Dataset rows:
^^^^^^^^^^^^^^^^
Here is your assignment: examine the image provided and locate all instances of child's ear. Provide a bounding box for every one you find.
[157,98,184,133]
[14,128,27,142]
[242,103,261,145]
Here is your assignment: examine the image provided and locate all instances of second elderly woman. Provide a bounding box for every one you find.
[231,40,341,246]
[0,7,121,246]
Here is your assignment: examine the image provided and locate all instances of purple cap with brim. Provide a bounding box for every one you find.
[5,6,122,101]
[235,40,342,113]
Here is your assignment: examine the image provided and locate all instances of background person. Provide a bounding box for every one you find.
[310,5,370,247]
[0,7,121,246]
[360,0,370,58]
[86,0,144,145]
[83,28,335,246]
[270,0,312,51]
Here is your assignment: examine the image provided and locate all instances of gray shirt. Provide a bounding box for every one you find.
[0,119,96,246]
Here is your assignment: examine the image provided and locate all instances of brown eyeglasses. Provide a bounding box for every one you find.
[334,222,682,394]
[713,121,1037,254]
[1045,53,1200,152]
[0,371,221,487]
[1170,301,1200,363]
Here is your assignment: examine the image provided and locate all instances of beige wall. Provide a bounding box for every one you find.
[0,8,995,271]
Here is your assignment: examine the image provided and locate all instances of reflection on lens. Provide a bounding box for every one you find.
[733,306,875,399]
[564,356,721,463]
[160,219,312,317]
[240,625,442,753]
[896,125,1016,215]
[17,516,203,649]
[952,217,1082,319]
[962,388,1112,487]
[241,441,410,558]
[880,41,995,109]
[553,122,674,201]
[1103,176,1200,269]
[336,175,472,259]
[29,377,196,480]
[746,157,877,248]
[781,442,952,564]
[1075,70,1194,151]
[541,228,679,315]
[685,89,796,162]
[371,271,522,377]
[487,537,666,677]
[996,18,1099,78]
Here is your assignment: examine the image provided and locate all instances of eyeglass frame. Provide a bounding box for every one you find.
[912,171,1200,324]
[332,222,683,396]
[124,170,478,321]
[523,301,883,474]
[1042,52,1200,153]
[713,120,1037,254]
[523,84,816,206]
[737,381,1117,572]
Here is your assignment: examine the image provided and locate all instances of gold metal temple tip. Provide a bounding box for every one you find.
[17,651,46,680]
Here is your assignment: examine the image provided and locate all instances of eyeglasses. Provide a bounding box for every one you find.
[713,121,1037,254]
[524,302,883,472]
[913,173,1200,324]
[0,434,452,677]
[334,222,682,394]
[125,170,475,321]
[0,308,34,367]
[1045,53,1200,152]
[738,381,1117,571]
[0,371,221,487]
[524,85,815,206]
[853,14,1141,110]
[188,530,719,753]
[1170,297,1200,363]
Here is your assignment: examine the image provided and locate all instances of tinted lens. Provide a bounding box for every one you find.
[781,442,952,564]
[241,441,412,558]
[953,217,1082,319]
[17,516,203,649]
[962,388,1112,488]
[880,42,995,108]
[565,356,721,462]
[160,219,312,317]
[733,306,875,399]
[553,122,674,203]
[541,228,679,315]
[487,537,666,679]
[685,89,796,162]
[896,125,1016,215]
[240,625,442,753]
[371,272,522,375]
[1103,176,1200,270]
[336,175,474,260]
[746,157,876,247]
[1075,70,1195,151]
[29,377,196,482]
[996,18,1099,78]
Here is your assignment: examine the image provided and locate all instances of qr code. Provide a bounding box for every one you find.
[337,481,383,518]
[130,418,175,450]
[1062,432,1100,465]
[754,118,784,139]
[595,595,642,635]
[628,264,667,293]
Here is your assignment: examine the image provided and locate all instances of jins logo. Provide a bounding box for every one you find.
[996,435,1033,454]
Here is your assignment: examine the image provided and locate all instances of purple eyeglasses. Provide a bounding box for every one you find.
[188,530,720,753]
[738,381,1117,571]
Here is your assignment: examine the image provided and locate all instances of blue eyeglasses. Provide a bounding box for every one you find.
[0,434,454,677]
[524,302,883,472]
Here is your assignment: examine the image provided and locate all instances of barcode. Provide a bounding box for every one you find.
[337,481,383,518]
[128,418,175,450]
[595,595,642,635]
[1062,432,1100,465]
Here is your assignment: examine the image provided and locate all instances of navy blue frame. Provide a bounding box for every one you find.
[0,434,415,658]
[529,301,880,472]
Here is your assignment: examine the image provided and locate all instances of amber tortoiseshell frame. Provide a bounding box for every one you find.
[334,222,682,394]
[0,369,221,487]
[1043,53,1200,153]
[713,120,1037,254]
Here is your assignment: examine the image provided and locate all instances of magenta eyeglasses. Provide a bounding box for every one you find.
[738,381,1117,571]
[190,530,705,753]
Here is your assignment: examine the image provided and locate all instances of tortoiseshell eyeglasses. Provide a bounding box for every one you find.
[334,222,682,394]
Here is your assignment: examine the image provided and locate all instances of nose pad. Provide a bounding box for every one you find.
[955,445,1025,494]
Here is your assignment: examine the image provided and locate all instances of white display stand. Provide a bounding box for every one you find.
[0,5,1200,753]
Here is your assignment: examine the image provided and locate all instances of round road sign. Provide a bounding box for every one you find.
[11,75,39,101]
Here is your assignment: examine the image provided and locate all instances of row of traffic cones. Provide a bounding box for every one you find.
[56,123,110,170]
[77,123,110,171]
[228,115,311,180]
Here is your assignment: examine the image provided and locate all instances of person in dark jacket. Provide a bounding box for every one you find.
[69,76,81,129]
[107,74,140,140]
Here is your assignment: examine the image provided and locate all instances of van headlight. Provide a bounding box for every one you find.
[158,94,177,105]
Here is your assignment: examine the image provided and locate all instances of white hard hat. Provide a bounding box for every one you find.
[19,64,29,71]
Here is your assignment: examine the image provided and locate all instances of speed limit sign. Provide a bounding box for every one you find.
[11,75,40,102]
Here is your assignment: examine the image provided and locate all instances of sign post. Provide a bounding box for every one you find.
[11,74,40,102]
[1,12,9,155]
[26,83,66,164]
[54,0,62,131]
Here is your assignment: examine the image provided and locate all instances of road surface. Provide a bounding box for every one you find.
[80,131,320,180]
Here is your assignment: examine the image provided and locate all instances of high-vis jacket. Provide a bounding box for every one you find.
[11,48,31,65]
^^^^^^^^^^^^^^^^
Please print the full listing above again, every line unchanged and in the same order.

Here is your assignment: examine the image provided and locate all instances of child's ear. Provide a bounding box for every one you find.
[157,98,184,133]
[14,128,27,142]
[242,103,261,145]
Here is your assignment: examine the image provided and locate all instances of second elderly woman. Provide a bounding box for every one you find.
[231,40,341,246]
[0,7,121,246]
Here is your assignment: examine the image provided and locate all instances of purple cap with brim. Provide a bounding box for every one you find.
[5,6,122,101]
[235,40,342,113]
Here is your assignment: examine the image provided and locate all instances of background person. Provide a bounding box for every one you find.
[310,5,370,247]
[0,7,121,246]
[360,0,370,58]
[86,0,144,145]
[83,28,335,246]
[270,0,312,51]
Here is your assignment: examine the image provided and locate all instances of gray shirt. Provide a bounding box for every one you find.
[0,119,96,246]
Here is your assignment: examine the image provided and locate all instances of brown eyeglasses. Provide a bounding box for every one you find.
[334,222,682,394]
[713,121,1037,254]
[1045,53,1200,152]
[0,371,221,487]
[1170,301,1200,363]
Here is your assignment: examine the image provided and locate all instances of beige wall. Provide a bounding box for every one you find.
[0,8,995,271]
Here is your assignment: examine the image provided and locate all instances of reflection on lens. Provide a bounding box for every one you find.
[733,306,875,399]
[564,356,721,463]
[160,219,312,317]
[240,625,442,753]
[896,125,1016,215]
[17,516,203,649]
[952,217,1082,319]
[962,388,1112,487]
[241,441,410,558]
[880,41,995,109]
[553,122,674,201]
[1103,176,1200,269]
[336,175,472,259]
[29,377,196,480]
[746,157,877,248]
[781,442,952,564]
[1075,70,1194,151]
[541,228,679,315]
[685,89,796,162]
[371,271,522,377]
[487,537,666,677]
[996,18,1099,78]
Here is your assignment: examine the image provided and locate all instances of eyeglass frame. Provide a bounding box for every one you find.
[912,171,1200,324]
[332,222,683,396]
[124,170,478,321]
[523,301,883,474]
[1042,52,1200,153]
[713,120,1037,254]
[523,84,816,206]
[737,381,1117,572]
Here is your assignment: examine the image provided and locate all instances of gold metal temple tip. Provide a bounding box for every one you find.
[17,651,46,680]
Here is your assignment: examine the image provided and locate all instances of eyeglasses. Provide a bounding box for every one you find.
[713,121,1037,254]
[524,302,883,472]
[913,173,1200,324]
[0,434,452,677]
[334,222,682,394]
[125,170,475,321]
[0,308,34,367]
[1045,53,1200,152]
[738,381,1117,571]
[0,371,221,487]
[524,85,815,206]
[853,14,1141,110]
[188,530,719,753]
[1170,297,1200,363]
Here is your assignment: examine the image provided and locate all instances of tinted lens. Provide a bounding box for every one you find.
[781,442,952,564]
[241,441,412,558]
[953,217,1082,319]
[17,516,203,649]
[962,388,1112,488]
[880,42,995,108]
[565,356,721,462]
[160,219,312,317]
[733,306,875,399]
[553,122,674,203]
[541,228,679,315]
[487,537,666,679]
[685,89,796,162]
[896,125,1016,215]
[240,625,442,753]
[371,272,522,375]
[1103,176,1200,270]
[336,175,474,260]
[746,157,876,247]
[1075,70,1195,151]
[29,377,196,482]
[996,18,1099,78]
Here is your assignment: examine the image provided and locate all instances of qr code. Provide a bounding box for every one you find.
[337,481,383,518]
[130,418,175,450]
[1062,432,1100,465]
[754,118,784,139]
[595,595,642,635]
[628,264,667,293]
Here is your assignment: examine the image provided and locate all instances of jins logo. Provide a bounding box for every one you find.
[996,435,1033,454]
Here is your assignment: examine the image provided and locate all instances of purple eyeglasses. Provide a bounding box for every one you find.
[188,530,720,753]
[738,381,1117,571]
Here is your assignment: examine the image provided and locate all instances of blue eyeglasses. Provide a bounding box for every one you find.
[0,434,454,677]
[524,302,883,472]
Here is your assignment: examine the image provided and locate all instances of barcode. Provide a bounding box for every one you find.
[337,481,383,518]
[128,418,175,450]
[595,595,642,635]
[1062,432,1100,465]
Here is your assignment: examine the image provided and locate all instances of navy blue frame. Provide a bounding box for every one you find.
[0,434,415,658]
[529,301,880,472]
Here is your assignment: examine the image provided and locate all instances of amber tortoiseshell frame. Provide a bounding box for every one you find.
[334,222,682,394]
[0,369,221,487]
[1043,53,1200,153]
[713,120,1037,254]
Here is your assignment: examine the image provided and locate all instances of magenta eyeglasses. Provide a bounding box for every one you find.
[738,381,1117,571]
[190,530,705,753]
Here is your assignment: examine the image provided and locate all instances of tortoiseshell eyeglasses. Provide a bounding box for every one you find.
[334,222,682,394]
Here is your assignment: examine the image provided and locate all instances of nose pad. Provide a bounding box for every one you find.
[955,445,1025,494]
Here is your assignment: examine the image provided and locate all instances of white display stand. Provide a bounding box for every one you find.
[0,5,1200,753]
Here is your assignment: examine the image provided and locate all instances of round road sign. Provide a bounding box for every one you find.
[11,75,39,101]
Here is your assignment: examine the image provided and locate all instances of row of traffic cones. Provide a bounding box for every one you find.
[56,123,110,170]
[77,123,110,171]
[228,115,311,180]
Here is your assignment: examine the image provided and locate all instances of person in dark jacket. Provide a bounding box for every one you find.
[69,76,81,129]
[107,74,140,140]
Here is your assignment: examine the image provided and locate all instances of van headlight. Provide a bounding box for every one you find.
[158,94,177,105]
Here is your assignment: examine the image provided and locate all instances of white hard hat. Provide a bounding box for every one you find.
[19,64,29,71]
Here is your assignment: examine the image provided and locate all instances of speed limit sign. Provide a bounding box for every one you find.
[11,75,40,102]
Here is your assignment: examine the image provided and locate all instances of sign post. Provide a bounding box for every one you find.
[11,74,40,102]
[1,12,9,155]
[26,83,66,164]
[54,0,62,131]
Here is your assignment: examine the image provided and locate all instances of road surface. Provide a bounding box for every one you find.
[80,131,320,180]
Here is your assignment: examine the image provided and locate all instances of high-vis jacket. Provide a bounding box for every one you find.
[11,48,31,65]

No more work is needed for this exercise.